Lines before the one containing "Each instance of the rocky" are excluded. Repeat that line and every line after it, exactly.

##### Data in this exercise

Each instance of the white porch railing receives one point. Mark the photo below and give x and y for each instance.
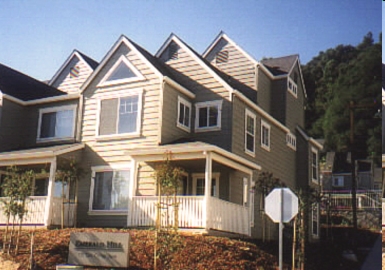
(35, 214)
(69, 209)
(222, 215)
(227, 216)
(36, 209)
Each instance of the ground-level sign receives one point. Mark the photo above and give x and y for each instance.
(281, 201)
(281, 205)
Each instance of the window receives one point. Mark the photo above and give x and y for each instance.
(121, 72)
(292, 87)
(315, 220)
(120, 115)
(338, 181)
(222, 57)
(199, 184)
(265, 135)
(314, 165)
(173, 51)
(291, 141)
(110, 190)
(208, 115)
(250, 132)
(56, 123)
(184, 114)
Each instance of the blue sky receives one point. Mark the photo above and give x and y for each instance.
(37, 36)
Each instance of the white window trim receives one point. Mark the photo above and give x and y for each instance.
(341, 181)
(248, 113)
(267, 126)
(215, 176)
(56, 109)
(314, 180)
(318, 220)
(294, 89)
(95, 169)
(139, 77)
(186, 104)
(218, 104)
(119, 95)
(291, 141)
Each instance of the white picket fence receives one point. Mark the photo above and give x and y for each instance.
(36, 210)
(222, 215)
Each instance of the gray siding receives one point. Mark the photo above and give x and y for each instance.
(206, 88)
(170, 131)
(280, 160)
(264, 85)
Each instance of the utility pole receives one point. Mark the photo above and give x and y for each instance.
(353, 168)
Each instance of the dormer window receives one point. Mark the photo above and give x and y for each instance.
(292, 87)
(208, 116)
(222, 57)
(120, 115)
(121, 72)
(56, 123)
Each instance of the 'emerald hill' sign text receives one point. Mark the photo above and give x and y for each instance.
(99, 249)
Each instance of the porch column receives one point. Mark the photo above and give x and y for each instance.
(131, 191)
(49, 200)
(208, 177)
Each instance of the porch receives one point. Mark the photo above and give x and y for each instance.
(35, 216)
(46, 204)
(215, 194)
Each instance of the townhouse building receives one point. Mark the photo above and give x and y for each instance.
(222, 115)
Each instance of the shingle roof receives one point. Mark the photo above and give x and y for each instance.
(23, 87)
(280, 65)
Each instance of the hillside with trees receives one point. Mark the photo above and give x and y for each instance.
(336, 78)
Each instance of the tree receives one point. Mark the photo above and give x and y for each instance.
(335, 78)
(17, 187)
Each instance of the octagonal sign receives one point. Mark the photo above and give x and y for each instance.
(281, 205)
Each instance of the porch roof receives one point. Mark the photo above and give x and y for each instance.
(37, 155)
(192, 150)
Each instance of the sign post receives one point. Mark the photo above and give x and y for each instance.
(281, 205)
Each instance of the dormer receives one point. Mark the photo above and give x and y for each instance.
(73, 73)
(231, 59)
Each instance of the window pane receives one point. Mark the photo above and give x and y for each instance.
(213, 120)
(128, 113)
(203, 117)
(102, 191)
(119, 196)
(41, 187)
(48, 123)
(108, 116)
(187, 117)
(200, 186)
(122, 71)
(111, 190)
(250, 142)
(64, 124)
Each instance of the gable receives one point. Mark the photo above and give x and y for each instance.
(122, 71)
(233, 61)
(194, 71)
(73, 73)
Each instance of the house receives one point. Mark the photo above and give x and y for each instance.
(223, 116)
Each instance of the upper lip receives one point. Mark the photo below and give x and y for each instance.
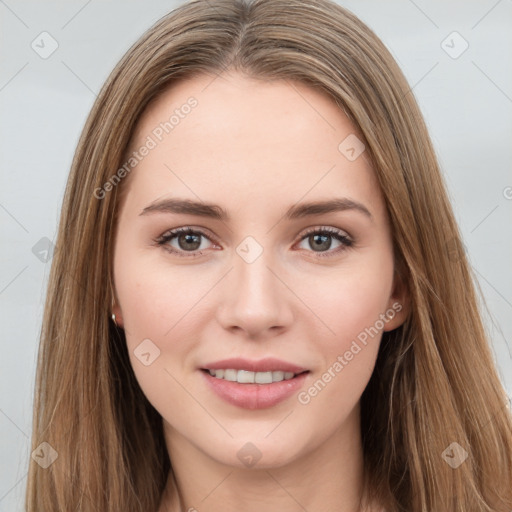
(268, 364)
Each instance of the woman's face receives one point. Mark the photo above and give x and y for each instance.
(264, 278)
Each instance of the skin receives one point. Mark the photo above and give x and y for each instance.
(255, 148)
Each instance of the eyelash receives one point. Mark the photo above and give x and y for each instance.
(335, 233)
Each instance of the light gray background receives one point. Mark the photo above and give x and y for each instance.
(467, 103)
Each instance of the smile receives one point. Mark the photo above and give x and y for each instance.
(249, 377)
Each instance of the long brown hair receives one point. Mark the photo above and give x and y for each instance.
(434, 383)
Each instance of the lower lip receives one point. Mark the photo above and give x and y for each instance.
(254, 396)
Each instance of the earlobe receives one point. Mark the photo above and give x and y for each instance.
(117, 316)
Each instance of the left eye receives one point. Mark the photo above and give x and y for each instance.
(321, 241)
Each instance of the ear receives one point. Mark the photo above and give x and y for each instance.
(399, 303)
(116, 310)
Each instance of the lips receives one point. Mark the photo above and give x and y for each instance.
(268, 364)
(254, 384)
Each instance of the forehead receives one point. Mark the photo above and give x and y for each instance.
(235, 140)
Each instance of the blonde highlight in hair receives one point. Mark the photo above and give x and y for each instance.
(434, 382)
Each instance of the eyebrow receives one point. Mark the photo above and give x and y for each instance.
(298, 211)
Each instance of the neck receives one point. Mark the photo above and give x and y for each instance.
(329, 477)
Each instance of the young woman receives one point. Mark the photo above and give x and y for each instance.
(259, 298)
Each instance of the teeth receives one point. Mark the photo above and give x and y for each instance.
(247, 377)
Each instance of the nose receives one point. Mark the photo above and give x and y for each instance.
(255, 300)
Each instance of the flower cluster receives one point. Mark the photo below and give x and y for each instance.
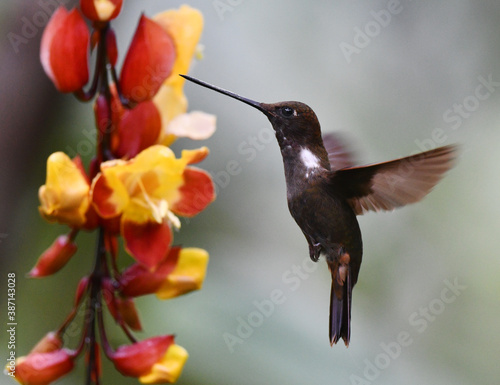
(135, 188)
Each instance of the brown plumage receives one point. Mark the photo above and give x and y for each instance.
(325, 192)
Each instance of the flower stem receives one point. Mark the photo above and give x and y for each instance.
(94, 308)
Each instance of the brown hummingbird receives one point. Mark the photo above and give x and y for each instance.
(325, 192)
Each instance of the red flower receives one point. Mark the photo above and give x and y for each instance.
(54, 258)
(154, 360)
(64, 50)
(148, 63)
(46, 363)
(182, 271)
(146, 192)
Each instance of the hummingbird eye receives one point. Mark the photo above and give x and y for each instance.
(287, 111)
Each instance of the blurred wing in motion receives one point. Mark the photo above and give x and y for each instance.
(388, 185)
(339, 151)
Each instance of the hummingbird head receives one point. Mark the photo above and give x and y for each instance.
(293, 122)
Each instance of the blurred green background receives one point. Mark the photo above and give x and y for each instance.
(397, 81)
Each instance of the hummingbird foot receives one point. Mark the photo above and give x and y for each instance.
(314, 251)
(343, 268)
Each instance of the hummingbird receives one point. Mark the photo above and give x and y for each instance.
(326, 191)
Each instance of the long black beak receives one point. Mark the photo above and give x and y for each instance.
(250, 102)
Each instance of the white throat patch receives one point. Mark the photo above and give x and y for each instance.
(308, 158)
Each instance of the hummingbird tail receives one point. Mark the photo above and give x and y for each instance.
(340, 310)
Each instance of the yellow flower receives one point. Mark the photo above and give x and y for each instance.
(148, 191)
(64, 197)
(169, 368)
(155, 360)
(184, 26)
(181, 271)
(188, 274)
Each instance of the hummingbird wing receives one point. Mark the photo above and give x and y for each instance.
(338, 149)
(388, 185)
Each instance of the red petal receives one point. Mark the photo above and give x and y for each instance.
(112, 47)
(138, 129)
(64, 50)
(137, 359)
(43, 368)
(148, 63)
(147, 242)
(54, 258)
(137, 280)
(196, 193)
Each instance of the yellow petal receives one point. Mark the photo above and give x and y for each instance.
(64, 197)
(188, 274)
(184, 26)
(195, 125)
(169, 368)
(144, 188)
(104, 8)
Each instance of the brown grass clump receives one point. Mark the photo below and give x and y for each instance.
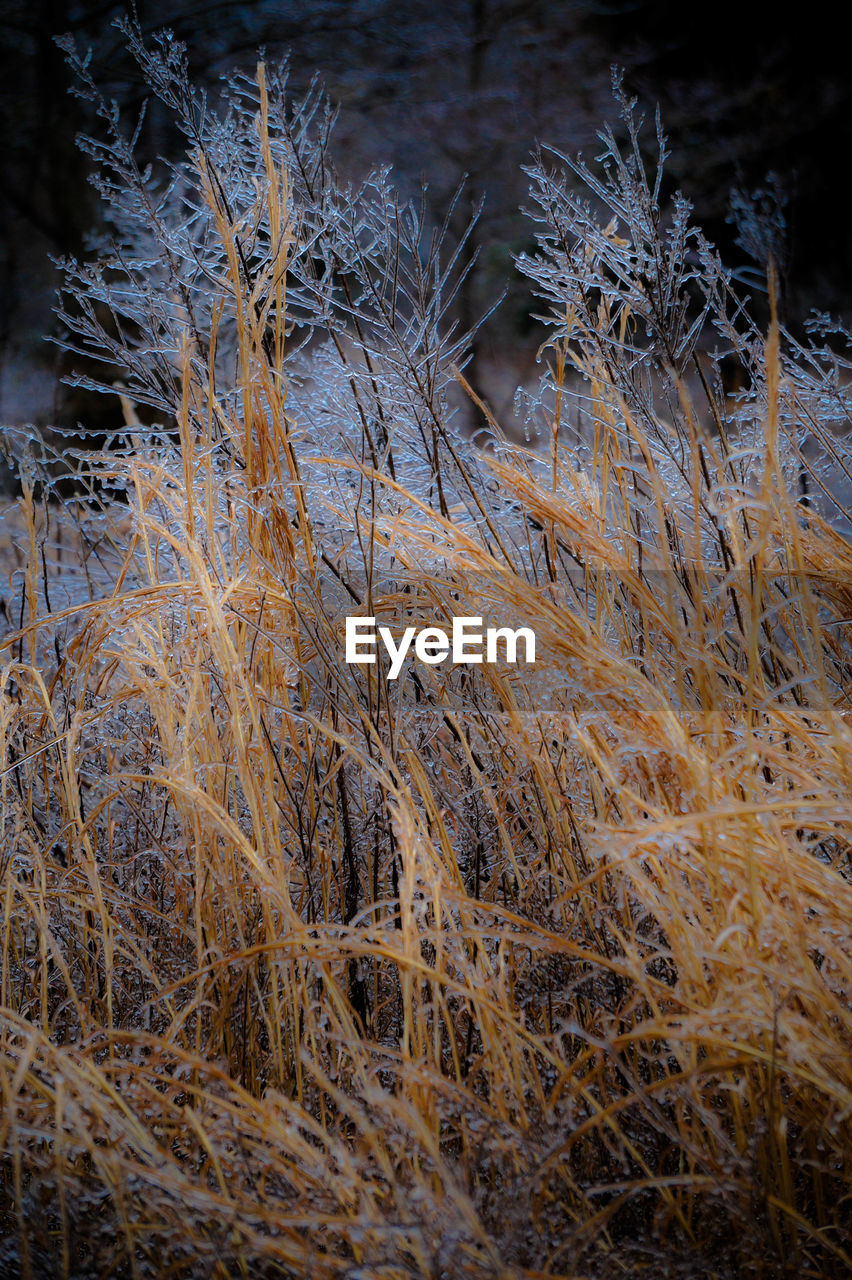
(310, 973)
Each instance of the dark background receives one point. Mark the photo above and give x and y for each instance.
(439, 90)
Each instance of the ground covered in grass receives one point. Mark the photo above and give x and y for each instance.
(485, 970)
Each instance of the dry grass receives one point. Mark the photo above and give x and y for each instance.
(308, 973)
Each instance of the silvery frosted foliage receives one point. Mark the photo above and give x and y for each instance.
(370, 287)
(647, 318)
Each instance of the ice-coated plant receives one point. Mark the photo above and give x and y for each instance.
(488, 969)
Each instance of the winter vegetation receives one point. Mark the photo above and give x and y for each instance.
(484, 970)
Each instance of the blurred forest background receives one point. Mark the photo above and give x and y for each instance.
(439, 90)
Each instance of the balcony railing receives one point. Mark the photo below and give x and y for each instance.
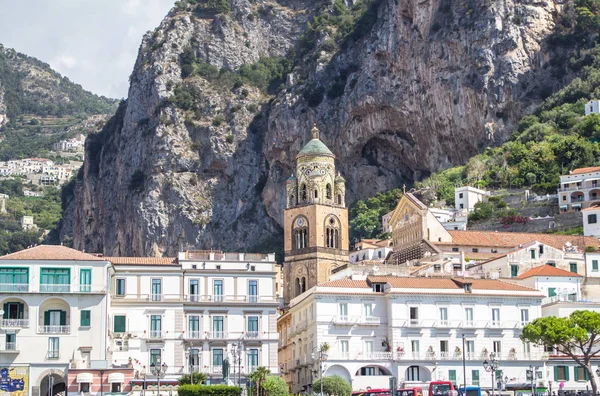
(54, 329)
(14, 287)
(15, 322)
(64, 288)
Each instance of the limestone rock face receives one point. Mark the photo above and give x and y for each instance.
(427, 86)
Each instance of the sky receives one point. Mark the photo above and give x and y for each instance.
(92, 42)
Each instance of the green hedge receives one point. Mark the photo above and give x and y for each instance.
(209, 390)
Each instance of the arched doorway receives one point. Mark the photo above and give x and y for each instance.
(54, 379)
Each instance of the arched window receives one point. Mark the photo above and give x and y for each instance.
(332, 234)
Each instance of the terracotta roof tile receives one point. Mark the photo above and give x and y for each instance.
(51, 252)
(579, 171)
(142, 260)
(514, 239)
(547, 270)
(345, 282)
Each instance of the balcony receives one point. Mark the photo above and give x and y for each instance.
(9, 347)
(15, 323)
(14, 287)
(54, 329)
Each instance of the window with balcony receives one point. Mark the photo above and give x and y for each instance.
(85, 280)
(218, 290)
(573, 267)
(253, 290)
(194, 289)
(55, 280)
(252, 330)
(119, 324)
(155, 357)
(253, 359)
(84, 318)
(194, 326)
(14, 280)
(217, 357)
(119, 287)
(53, 347)
(156, 289)
(218, 327)
(561, 373)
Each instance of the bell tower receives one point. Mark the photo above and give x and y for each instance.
(315, 219)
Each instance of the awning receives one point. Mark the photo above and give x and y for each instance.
(116, 378)
(84, 378)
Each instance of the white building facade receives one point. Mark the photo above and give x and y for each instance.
(54, 308)
(411, 328)
(194, 312)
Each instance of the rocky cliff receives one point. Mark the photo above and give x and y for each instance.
(198, 155)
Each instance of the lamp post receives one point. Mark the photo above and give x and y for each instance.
(491, 367)
(321, 354)
(158, 370)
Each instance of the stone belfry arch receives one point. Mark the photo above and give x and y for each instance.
(315, 219)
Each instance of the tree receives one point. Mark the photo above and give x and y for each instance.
(333, 385)
(257, 378)
(275, 386)
(199, 378)
(577, 336)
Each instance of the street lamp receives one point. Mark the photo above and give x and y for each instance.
(158, 370)
(491, 367)
(321, 354)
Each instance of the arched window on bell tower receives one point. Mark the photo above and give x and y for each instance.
(332, 233)
(300, 233)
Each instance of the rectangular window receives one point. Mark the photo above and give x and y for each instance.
(119, 287)
(475, 377)
(218, 327)
(53, 347)
(217, 357)
(119, 324)
(253, 359)
(155, 357)
(344, 348)
(497, 346)
(253, 290)
(452, 375)
(85, 317)
(252, 330)
(55, 280)
(155, 326)
(218, 290)
(194, 290)
(14, 279)
(194, 326)
(85, 280)
(156, 289)
(573, 267)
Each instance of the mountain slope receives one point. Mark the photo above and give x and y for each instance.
(219, 105)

##########

■ Result for this task:
Each instance of the rocky cliff receives one point. Mark the photo above and give x and y for each instance.
(198, 155)
Each instance of the lamp post receives one point. Mark the photo above and give x and y for each instance.
(491, 367)
(321, 354)
(158, 370)
Each instance of the stone belfry arch receives one point. Mark the photo above and give x and y for each instance.
(315, 219)
Each instance of the tree receives one point. Mark the photo above and give x and y for each instance.
(333, 385)
(257, 378)
(275, 386)
(199, 378)
(577, 336)
Each instance of the street lamp receives one point. Mark the photo above and give x and y for each instance.
(158, 370)
(491, 367)
(321, 354)
Each instance of the arched window on bell tower receives one point. Mark the photo above and give x and y for each instance.
(332, 233)
(300, 233)
Each instance of the rectangular window receives one point. Mark the photo above and give x and y for each instance.
(119, 287)
(475, 377)
(218, 327)
(53, 347)
(217, 357)
(119, 324)
(253, 359)
(155, 357)
(344, 348)
(497, 346)
(253, 290)
(452, 375)
(85, 317)
(252, 330)
(55, 280)
(155, 326)
(218, 290)
(194, 290)
(14, 279)
(194, 326)
(85, 280)
(156, 289)
(573, 267)
Each instance of the mountain slope receives one point. Mark the photo above and give x and y for each instance.
(219, 105)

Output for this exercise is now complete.